_WHAT YOU NEED TO DO_:
**a.** Answer these from the passage on encoding the Arabic alphabet:
(i) To what number did the historical count of Arabic characters need to be raised?
(ii) Which company is Joachim Friemelt listed with?
(iii) What does ASMO 663 cover?
**b.** Please extend the passage on Arabic script encoding standards, picking up after its final list item.
───── SELECTED PASSAGE
Pour coder l'alphabet arabe en informatique, le processus était long (1978-1984) car aucune source académique n'a spécifié quel est le nombre de caractères arabes nécessaires pour pouvoir lire correctement un texte arabe: des sources nous ont dit 28, 29 ,31 et devant cette incertitude j'ai contacté personnellement deux académies: celle de Damas et celle de Rabat en la personne de Al-Akhdar Ghazal. Lorsque j'ai posé la question au regretté Rateb Naffakh (académie  de Damas) la réponse était par une autre question: pourquoi ne vous êtes pas adressés à nous? Et il m'a expliqué pendant 2h ce que sont les caractères arabes (le groupe de Hamza, Lamalef est constitué de deux lettres, l'importance des voyelles etc... et nous sommes arrivés au résultat que le nombre historique devait être porté à 44). J'ai soumis mes notes à Al-Akhdar Ghazal, il a dit textuellement:"si Rateb Naffakh vous a dit cela, je l'approuve entièrement", il ne le connaissait pas, mais avait beaucoup de respect pour lui, et moi je n'étais que le messager. Donc l'informatique n'avait rien à faire avec ce que j'ai fait, je suis parti de la base et le reste ne m'à demandé qu'une période de sensibilisation qui a duré un certain temps pour obtenir le consensus des pays arabes et des industriels européens.

Amin Elsaleh


ACKNOWLEDGEMENT[1]: TO TC8 (Technical Committee for Arab script in IT) in particular: Mansour Farah, Mohamed Mrayati, Sami Khiami (Syria), Yousef Nusseir, Ahmad Abou Al-Haija (Jordan), Ghassan Abdullah (Palestine), Ali Al-Shahawani (Irak), Ahmed Cherif (Tunisia), Mohammed Dcheich (Morocco): TO ECMA(Manufacturer Organisation) in Particular: Raymond Khalil (IBM), Joachim Friemelt(Siemens).

 PART I – Review of basic published standards for computer processing and transmission of the Arabic language.

·       ISO 8859-6[2] (ASMO 708) Information processing – 8 bit single-byte coded graphic character set (Latin/Arabic alphabet)[3].
·       ASMO 969 – 1989: Displayed and Printed Arabic characters repertoire.
·       ASMO[4] 663: Arabic terminal keyboard layout.


·       Arabic entries in ISO 10646[5]: Multiple octet coded character set.
·       Interrelationship between ISO/IEC 10646 and ISO/IEC 10036:1996 Information Technology – Font information inter change. The applied standard is ISO Glyph ID 8059[6].
·       Font information interchange ISO/IEC DIS 9541/DAM – Annex A : Typeface design grouping.
·       Document Description and processing languages SGML[7] (ISO 8879) and related applications.
──────────
───── RECORD EXTRACTS
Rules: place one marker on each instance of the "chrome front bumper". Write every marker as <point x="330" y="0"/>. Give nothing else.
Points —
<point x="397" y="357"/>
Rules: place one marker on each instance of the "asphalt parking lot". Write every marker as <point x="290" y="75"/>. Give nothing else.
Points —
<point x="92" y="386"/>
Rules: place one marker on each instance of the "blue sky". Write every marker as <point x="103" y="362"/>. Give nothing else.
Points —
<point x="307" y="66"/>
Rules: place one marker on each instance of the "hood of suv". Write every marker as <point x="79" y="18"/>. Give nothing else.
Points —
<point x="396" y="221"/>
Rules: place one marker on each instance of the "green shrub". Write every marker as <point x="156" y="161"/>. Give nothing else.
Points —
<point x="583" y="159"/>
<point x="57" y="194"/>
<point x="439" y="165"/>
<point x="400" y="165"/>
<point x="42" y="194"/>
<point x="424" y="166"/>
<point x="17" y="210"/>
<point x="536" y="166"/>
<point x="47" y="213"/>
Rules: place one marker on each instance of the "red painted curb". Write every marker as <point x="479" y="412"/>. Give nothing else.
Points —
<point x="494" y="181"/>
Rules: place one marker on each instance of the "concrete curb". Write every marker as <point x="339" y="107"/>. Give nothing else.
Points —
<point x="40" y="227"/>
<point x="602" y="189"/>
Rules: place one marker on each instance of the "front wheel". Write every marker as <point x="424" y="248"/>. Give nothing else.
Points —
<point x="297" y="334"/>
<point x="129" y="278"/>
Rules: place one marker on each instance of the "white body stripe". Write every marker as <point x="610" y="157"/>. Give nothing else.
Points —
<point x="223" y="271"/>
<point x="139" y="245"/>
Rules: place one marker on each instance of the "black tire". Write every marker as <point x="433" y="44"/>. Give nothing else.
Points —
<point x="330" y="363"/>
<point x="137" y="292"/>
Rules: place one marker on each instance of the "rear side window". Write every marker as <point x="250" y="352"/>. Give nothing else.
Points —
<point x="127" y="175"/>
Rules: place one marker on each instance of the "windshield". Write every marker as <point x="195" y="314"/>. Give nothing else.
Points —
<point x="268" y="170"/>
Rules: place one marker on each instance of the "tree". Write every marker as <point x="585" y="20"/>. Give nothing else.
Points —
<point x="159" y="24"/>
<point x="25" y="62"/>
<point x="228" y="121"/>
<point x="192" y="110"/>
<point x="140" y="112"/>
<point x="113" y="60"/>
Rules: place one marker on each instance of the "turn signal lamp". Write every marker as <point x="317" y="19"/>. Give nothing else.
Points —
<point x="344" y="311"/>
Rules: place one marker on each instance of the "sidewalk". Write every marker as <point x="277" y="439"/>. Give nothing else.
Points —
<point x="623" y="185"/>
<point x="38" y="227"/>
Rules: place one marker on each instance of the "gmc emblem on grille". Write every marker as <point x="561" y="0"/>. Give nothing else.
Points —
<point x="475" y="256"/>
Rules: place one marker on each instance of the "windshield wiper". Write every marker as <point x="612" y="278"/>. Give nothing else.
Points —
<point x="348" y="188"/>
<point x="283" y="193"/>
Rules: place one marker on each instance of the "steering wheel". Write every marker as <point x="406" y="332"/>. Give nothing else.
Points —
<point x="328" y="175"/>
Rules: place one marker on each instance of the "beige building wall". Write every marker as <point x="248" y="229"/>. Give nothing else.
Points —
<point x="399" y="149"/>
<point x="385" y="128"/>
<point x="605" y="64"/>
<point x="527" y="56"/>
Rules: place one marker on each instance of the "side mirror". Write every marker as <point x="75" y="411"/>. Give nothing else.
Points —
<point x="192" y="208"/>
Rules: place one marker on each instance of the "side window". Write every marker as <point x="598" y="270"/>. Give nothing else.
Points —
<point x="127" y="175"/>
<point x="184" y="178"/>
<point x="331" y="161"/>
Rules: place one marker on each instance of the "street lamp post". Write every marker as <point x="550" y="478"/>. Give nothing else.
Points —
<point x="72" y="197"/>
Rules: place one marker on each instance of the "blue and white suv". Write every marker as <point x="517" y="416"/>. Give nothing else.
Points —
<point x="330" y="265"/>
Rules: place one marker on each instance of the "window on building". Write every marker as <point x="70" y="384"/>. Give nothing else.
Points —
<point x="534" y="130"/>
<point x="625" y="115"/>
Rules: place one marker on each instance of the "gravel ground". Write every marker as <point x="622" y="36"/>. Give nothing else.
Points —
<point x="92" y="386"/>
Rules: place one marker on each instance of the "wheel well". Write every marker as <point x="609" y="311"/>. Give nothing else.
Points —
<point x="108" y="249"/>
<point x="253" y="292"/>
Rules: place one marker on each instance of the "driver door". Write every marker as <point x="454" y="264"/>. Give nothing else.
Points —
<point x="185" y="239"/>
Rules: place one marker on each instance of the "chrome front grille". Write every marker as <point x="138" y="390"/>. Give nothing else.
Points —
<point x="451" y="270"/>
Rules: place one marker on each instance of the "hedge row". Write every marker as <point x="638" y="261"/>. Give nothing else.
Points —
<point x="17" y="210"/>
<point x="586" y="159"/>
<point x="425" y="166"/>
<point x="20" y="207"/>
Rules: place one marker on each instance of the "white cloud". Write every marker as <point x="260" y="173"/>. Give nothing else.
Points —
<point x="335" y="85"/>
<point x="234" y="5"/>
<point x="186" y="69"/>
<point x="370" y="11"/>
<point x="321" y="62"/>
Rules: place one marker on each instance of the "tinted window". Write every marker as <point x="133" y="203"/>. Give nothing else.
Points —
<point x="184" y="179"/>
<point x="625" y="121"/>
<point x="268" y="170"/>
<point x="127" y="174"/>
──────────
_ANSWERS TO THE EXERCISES_:
**a.**
(i) 44
(ii) Siemens
(iii) Arabic terminal keyboard layout

**b.**
·       EDI: Electronic Data Interchange  (ISO 9735) and related applications.·       Latin-Arabic handling in WEB interface[8]

[1] ASMO TC8 last activities were by the end of the eighties, my last contact with ECMA was by the end of 1990 when Raymond Khalil left us.
[2] This is the unique ISO (International Standard Organisation) which has an Arabic origin ASMO (Arab Standard Metrology Organisation). To become ISO standard requires the approval of 75% of the member’s states. To become an ASMO standard we proceeded to have a consensus between Arab states and computer manufacturers. The first draft was issued by the ATU (Arab Telecommunication Union) for the telex in 1961, was modified by Arab Institute of Rabat in 1967, and handled by an Arabic committee created in Amman in 1968 to create standards for computer processing and transmission of the Arabic language. His technical secretary approved by Arab states was Amin ELSALEH (1968-1987). ASMO 708 became an ISO standard in member states meeting at Helsinki (1984): it was the sixth part of ISO 8859 dedicated to Latin characters (English, French, German, Cyrillic…and Arabic).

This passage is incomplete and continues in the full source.